(Position annotation records)

┄┄┄┄┄┄┄┄┄┄

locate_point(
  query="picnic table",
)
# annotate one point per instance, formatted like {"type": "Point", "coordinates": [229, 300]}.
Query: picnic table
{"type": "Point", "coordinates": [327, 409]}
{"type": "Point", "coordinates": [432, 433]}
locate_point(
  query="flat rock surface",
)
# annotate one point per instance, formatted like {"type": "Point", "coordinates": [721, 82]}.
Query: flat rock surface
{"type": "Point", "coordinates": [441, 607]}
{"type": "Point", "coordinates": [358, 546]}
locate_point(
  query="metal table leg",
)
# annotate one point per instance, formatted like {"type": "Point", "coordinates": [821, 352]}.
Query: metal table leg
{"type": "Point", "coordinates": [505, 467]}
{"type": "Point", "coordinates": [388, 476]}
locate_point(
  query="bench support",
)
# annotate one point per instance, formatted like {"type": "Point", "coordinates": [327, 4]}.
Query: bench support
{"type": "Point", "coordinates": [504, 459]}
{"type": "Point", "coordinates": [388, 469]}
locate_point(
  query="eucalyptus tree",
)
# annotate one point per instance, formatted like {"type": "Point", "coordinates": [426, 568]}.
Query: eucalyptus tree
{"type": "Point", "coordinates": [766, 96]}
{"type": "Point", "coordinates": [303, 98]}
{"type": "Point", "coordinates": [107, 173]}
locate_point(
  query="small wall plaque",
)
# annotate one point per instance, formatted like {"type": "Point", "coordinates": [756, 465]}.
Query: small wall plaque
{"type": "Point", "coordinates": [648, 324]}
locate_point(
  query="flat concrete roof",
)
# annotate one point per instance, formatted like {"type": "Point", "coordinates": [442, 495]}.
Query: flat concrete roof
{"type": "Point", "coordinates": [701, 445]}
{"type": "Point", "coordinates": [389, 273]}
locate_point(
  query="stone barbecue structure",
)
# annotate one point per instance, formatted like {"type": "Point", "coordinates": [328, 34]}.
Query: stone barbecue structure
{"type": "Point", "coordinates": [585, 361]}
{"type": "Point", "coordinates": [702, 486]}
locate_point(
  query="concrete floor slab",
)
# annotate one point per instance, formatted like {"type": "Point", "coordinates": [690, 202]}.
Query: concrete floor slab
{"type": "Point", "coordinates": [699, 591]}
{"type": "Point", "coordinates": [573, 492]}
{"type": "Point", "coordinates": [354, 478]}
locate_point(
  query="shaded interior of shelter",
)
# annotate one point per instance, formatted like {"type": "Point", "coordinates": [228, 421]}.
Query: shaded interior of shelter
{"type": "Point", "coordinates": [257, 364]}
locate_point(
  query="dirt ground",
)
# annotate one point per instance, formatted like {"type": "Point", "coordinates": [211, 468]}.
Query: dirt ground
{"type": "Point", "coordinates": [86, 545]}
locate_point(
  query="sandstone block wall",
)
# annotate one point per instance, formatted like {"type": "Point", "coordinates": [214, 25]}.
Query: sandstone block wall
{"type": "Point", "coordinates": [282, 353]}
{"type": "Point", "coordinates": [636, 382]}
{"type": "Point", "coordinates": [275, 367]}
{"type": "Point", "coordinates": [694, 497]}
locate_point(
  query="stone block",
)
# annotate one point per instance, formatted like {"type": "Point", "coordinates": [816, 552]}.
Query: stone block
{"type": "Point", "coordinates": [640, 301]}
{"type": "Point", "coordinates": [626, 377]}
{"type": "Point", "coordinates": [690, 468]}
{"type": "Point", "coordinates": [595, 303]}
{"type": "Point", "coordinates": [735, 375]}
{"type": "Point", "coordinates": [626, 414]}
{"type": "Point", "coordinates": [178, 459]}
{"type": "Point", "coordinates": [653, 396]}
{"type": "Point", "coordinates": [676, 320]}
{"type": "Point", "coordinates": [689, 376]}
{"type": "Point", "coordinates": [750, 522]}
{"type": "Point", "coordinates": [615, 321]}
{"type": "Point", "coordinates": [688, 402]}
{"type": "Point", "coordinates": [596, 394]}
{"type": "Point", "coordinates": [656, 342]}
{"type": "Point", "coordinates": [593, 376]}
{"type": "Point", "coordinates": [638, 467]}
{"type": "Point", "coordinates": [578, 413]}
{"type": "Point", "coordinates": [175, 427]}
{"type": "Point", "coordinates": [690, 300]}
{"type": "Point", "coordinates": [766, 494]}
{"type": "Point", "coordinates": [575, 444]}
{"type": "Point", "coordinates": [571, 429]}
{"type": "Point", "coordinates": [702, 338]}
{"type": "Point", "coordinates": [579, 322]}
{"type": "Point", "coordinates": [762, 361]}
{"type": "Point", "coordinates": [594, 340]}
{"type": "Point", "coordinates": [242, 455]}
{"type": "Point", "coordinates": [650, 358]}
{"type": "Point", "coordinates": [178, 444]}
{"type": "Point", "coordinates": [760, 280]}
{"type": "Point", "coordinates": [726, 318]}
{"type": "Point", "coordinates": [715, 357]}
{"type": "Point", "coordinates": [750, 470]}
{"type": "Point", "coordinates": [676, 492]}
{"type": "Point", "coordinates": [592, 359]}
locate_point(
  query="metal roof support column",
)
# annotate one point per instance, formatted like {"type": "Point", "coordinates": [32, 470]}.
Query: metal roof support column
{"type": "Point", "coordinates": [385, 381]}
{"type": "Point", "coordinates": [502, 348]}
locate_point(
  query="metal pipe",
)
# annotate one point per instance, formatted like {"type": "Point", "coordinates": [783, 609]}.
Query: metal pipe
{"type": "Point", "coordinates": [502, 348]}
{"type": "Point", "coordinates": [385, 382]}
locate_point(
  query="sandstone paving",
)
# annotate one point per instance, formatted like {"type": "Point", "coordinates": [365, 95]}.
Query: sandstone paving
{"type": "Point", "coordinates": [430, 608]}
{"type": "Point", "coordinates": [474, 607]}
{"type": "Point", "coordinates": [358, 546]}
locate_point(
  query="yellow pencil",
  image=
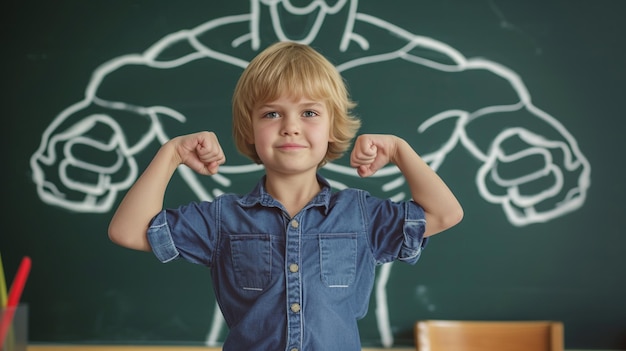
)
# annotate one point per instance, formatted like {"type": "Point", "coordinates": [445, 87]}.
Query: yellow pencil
{"type": "Point", "coordinates": [3, 286]}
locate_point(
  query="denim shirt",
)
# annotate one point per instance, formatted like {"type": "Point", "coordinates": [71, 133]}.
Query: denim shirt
{"type": "Point", "coordinates": [291, 283]}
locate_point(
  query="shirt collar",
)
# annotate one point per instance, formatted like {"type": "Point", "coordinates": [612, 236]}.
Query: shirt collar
{"type": "Point", "coordinates": [259, 195]}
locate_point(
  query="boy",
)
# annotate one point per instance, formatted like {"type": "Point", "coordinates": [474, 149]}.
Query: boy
{"type": "Point", "coordinates": [292, 263]}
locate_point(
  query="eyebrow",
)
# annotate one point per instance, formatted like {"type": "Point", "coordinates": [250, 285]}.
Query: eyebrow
{"type": "Point", "coordinates": [307, 104]}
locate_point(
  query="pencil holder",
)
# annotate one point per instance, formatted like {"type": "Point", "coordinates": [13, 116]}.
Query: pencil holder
{"type": "Point", "coordinates": [15, 323]}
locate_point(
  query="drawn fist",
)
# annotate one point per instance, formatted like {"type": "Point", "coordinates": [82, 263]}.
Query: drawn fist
{"type": "Point", "coordinates": [532, 178]}
{"type": "Point", "coordinates": [83, 166]}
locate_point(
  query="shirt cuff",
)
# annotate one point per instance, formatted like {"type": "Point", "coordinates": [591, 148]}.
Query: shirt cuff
{"type": "Point", "coordinates": [414, 228]}
{"type": "Point", "coordinates": [161, 240]}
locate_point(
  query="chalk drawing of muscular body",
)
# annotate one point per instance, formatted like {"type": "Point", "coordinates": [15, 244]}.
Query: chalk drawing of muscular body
{"type": "Point", "coordinates": [529, 165]}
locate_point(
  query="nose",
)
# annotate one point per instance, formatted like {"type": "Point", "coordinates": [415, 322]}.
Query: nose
{"type": "Point", "coordinates": [290, 126]}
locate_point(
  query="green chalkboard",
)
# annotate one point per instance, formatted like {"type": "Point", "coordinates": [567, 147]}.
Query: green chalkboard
{"type": "Point", "coordinates": [517, 105]}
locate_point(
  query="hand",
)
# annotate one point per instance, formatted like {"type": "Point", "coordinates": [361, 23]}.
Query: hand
{"type": "Point", "coordinates": [200, 151]}
{"type": "Point", "coordinates": [371, 152]}
{"type": "Point", "coordinates": [84, 165]}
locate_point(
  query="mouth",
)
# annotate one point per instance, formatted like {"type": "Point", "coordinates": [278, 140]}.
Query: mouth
{"type": "Point", "coordinates": [290, 147]}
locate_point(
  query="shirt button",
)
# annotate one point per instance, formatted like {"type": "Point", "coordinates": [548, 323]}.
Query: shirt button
{"type": "Point", "coordinates": [293, 268]}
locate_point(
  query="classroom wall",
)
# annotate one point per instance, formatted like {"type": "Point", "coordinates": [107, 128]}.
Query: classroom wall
{"type": "Point", "coordinates": [517, 105]}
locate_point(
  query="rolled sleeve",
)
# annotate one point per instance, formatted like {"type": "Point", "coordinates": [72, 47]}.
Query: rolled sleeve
{"type": "Point", "coordinates": [413, 229]}
{"type": "Point", "coordinates": [161, 240]}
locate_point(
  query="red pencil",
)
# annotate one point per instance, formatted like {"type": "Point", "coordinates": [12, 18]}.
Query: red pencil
{"type": "Point", "coordinates": [15, 293]}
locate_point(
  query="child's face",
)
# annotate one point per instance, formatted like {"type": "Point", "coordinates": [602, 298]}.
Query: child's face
{"type": "Point", "coordinates": [291, 135]}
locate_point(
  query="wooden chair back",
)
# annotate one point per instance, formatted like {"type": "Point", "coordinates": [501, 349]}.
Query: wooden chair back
{"type": "Point", "coordinates": [439, 335]}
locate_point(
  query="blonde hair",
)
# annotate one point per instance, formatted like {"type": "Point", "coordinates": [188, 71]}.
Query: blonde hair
{"type": "Point", "coordinates": [300, 71]}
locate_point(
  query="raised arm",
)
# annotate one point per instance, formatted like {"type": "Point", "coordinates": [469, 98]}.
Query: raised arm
{"type": "Point", "coordinates": [200, 151]}
{"type": "Point", "coordinates": [372, 152]}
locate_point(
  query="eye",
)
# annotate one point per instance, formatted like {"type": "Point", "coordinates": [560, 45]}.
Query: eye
{"type": "Point", "coordinates": [309, 114]}
{"type": "Point", "coordinates": [271, 115]}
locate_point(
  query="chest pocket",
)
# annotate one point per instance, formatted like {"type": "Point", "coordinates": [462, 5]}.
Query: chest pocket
{"type": "Point", "coordinates": [252, 260]}
{"type": "Point", "coordinates": [338, 259]}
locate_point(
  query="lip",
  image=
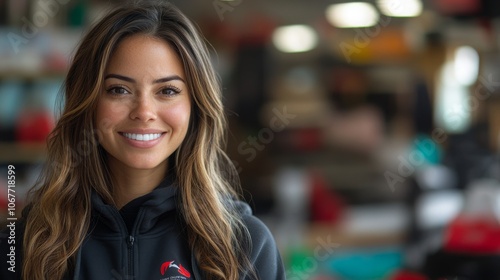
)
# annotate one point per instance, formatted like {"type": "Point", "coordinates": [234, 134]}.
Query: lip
{"type": "Point", "coordinates": [142, 144]}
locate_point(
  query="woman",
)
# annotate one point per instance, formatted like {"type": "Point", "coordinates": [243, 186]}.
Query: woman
{"type": "Point", "coordinates": [137, 185]}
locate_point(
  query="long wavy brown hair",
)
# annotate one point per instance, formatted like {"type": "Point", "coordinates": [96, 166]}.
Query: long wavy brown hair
{"type": "Point", "coordinates": [60, 206]}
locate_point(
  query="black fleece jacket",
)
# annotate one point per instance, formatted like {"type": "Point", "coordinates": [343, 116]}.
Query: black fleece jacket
{"type": "Point", "coordinates": [152, 247]}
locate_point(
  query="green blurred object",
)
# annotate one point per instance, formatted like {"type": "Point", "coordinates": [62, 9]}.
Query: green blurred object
{"type": "Point", "coordinates": [366, 264]}
{"type": "Point", "coordinates": [428, 148]}
{"type": "Point", "coordinates": [77, 14]}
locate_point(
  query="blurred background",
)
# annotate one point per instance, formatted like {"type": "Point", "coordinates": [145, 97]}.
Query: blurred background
{"type": "Point", "coordinates": [366, 133]}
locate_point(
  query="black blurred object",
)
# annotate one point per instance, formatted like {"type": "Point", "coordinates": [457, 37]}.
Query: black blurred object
{"type": "Point", "coordinates": [250, 79]}
{"type": "Point", "coordinates": [466, 9]}
{"type": "Point", "coordinates": [460, 266]}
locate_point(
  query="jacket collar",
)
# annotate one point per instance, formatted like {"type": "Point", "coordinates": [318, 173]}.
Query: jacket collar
{"type": "Point", "coordinates": [161, 200]}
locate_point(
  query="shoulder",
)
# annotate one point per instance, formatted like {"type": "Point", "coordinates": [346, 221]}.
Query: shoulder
{"type": "Point", "coordinates": [264, 256]}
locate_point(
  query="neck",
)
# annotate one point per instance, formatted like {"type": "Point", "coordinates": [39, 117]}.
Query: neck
{"type": "Point", "coordinates": [130, 183]}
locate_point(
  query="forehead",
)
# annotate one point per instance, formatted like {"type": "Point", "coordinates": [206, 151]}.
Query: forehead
{"type": "Point", "coordinates": [140, 55]}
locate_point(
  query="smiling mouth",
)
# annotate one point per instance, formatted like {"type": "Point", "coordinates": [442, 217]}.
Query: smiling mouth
{"type": "Point", "coordinates": [142, 137]}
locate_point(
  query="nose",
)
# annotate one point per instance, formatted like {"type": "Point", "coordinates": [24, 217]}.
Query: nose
{"type": "Point", "coordinates": [143, 109]}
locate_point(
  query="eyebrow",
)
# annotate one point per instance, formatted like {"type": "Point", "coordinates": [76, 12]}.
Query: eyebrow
{"type": "Point", "coordinates": [157, 81]}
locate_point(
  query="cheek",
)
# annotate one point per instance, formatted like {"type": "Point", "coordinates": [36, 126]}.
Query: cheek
{"type": "Point", "coordinates": [177, 116]}
{"type": "Point", "coordinates": [107, 114]}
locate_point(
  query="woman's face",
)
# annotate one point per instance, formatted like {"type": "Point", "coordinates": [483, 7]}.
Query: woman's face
{"type": "Point", "coordinates": [144, 108]}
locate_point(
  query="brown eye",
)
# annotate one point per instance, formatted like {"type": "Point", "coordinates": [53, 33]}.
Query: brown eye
{"type": "Point", "coordinates": [117, 90]}
{"type": "Point", "coordinates": [170, 91]}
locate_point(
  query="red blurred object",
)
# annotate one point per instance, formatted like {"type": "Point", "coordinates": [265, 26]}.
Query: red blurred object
{"type": "Point", "coordinates": [473, 235]}
{"type": "Point", "coordinates": [34, 126]}
{"type": "Point", "coordinates": [405, 275]}
{"type": "Point", "coordinates": [326, 206]}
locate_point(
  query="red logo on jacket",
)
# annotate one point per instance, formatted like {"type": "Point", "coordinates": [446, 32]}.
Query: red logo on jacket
{"type": "Point", "coordinates": [167, 265]}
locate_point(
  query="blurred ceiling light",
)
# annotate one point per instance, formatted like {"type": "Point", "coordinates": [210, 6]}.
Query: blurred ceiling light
{"type": "Point", "coordinates": [466, 65]}
{"type": "Point", "coordinates": [351, 15]}
{"type": "Point", "coordinates": [400, 8]}
{"type": "Point", "coordinates": [295, 38]}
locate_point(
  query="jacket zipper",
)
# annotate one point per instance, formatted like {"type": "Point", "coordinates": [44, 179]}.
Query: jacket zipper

┄┄┄┄┄┄┄┄┄┄

DIRECTIONS FOR THIS TASK: Show every line above that contains the string "collar".

FINISHED ANSWER:
  query="shirt collar",
Query: shirt collar
  query="jacket collar",
Query: jacket collar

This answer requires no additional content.